- [EXERCISE AIM]:
Your task is to write out the lines from the line containing "Objective — a point for each instance of the jacket" through the last line of the material, exactly.

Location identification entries
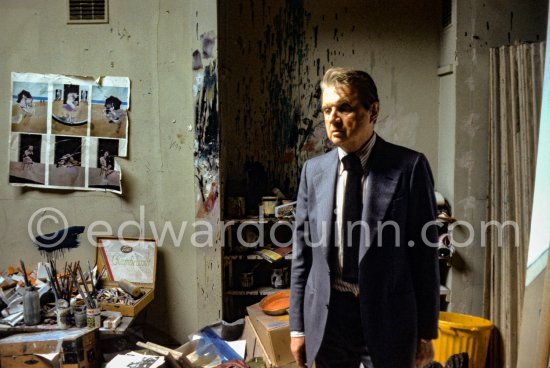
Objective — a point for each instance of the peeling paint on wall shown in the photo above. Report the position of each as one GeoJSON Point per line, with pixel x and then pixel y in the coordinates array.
{"type": "Point", "coordinates": [273, 55]}
{"type": "Point", "coordinates": [205, 91]}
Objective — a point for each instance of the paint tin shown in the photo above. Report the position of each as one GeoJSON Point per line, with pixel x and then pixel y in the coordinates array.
{"type": "Point", "coordinates": [247, 280]}
{"type": "Point", "coordinates": [93, 317]}
{"type": "Point", "coordinates": [80, 319]}
{"type": "Point", "coordinates": [268, 205]}
{"type": "Point", "coordinates": [235, 207]}
{"type": "Point", "coordinates": [62, 314]}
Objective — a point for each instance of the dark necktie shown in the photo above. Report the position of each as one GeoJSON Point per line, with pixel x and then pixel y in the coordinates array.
{"type": "Point", "coordinates": [351, 214]}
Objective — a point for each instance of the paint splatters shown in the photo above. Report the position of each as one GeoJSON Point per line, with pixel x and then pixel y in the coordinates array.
{"type": "Point", "coordinates": [466, 160]}
{"type": "Point", "coordinates": [196, 60]}
{"type": "Point", "coordinates": [315, 35]}
{"type": "Point", "coordinates": [318, 64]}
{"type": "Point", "coordinates": [123, 34]}
{"type": "Point", "coordinates": [208, 41]}
{"type": "Point", "coordinates": [470, 82]}
{"type": "Point", "coordinates": [470, 126]}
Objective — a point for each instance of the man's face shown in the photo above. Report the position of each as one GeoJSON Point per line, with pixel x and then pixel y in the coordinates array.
{"type": "Point", "coordinates": [349, 125]}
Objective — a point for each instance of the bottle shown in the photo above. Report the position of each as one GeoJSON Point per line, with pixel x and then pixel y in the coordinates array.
{"type": "Point", "coordinates": [31, 306]}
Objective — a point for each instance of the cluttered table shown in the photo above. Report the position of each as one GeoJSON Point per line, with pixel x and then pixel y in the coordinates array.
{"type": "Point", "coordinates": [6, 330]}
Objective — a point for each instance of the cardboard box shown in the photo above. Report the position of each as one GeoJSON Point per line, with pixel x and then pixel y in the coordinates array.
{"type": "Point", "coordinates": [273, 333]}
{"type": "Point", "coordinates": [132, 259]}
{"type": "Point", "coordinates": [77, 348]}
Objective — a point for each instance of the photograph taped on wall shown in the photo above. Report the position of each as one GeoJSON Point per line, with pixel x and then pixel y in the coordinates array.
{"type": "Point", "coordinates": [67, 130]}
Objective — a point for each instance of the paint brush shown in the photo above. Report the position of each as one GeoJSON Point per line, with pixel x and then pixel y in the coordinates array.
{"type": "Point", "coordinates": [81, 293]}
{"type": "Point", "coordinates": [27, 283]}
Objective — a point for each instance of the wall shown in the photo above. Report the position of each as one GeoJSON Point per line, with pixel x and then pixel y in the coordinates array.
{"type": "Point", "coordinates": [149, 42]}
{"type": "Point", "coordinates": [480, 25]}
{"type": "Point", "coordinates": [273, 55]}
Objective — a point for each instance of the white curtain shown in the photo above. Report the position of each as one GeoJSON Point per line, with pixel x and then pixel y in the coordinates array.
{"type": "Point", "coordinates": [516, 76]}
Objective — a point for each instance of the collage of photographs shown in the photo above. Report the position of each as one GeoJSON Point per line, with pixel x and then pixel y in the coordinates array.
{"type": "Point", "coordinates": [67, 131]}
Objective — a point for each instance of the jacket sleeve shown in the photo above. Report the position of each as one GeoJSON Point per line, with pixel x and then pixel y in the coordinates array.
{"type": "Point", "coordinates": [301, 257]}
{"type": "Point", "coordinates": [425, 263]}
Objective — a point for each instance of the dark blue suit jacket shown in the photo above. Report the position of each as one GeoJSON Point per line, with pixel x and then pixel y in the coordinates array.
{"type": "Point", "coordinates": [398, 263]}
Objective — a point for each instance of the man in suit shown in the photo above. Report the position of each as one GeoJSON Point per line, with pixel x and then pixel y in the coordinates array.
{"type": "Point", "coordinates": [364, 289]}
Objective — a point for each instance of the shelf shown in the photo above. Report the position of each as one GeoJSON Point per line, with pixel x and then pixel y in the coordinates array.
{"type": "Point", "coordinates": [267, 290]}
{"type": "Point", "coordinates": [240, 257]}
{"type": "Point", "coordinates": [262, 290]}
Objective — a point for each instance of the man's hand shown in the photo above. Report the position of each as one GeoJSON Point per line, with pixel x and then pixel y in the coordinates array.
{"type": "Point", "coordinates": [298, 347]}
{"type": "Point", "coordinates": [424, 353]}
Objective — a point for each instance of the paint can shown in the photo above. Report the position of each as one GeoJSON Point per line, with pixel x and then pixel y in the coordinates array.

- [THE COMPLETED TASK]:
Objective — a point for each instance of the jacket sleeve shown in the photo above. Report the position of each as one GeoJSON Point per line, with pixel x and then pixel y in the coordinates array.
{"type": "Point", "coordinates": [301, 257]}
{"type": "Point", "coordinates": [425, 263]}
Objective — a point for each instance of the dark blue suit jacket shown in the photo above. Report the position of each as one GeoJSON Point per line, with pixel x and then pixel y in the coordinates array.
{"type": "Point", "coordinates": [398, 263]}
Objective — a point for each instance of the man in suit shown in the photo above. Report the position of each as one GeoJSON Point per line, with pixel x and then pixel y in the coordinates array.
{"type": "Point", "coordinates": [364, 289]}
Objective — a point for each instance of the shelf shown in the photo above. Report the position of each as one GeoJSON Point per line, with pixel x and then pixel y in the coordinates array.
{"type": "Point", "coordinates": [267, 290]}
{"type": "Point", "coordinates": [240, 257]}
{"type": "Point", "coordinates": [262, 290]}
Objective — a point for each instance of the man's hand shown in the photo above. Report the position of each as one GeoJSON Point per line, with pixel x and then pixel y in the coordinates array.
{"type": "Point", "coordinates": [298, 347]}
{"type": "Point", "coordinates": [424, 353]}
Objective — a point for each instance of the paint can shown in the photo above. Report the position of each as one GeoJSON Point per line, with pixel x and then pixel y in the coordinates array.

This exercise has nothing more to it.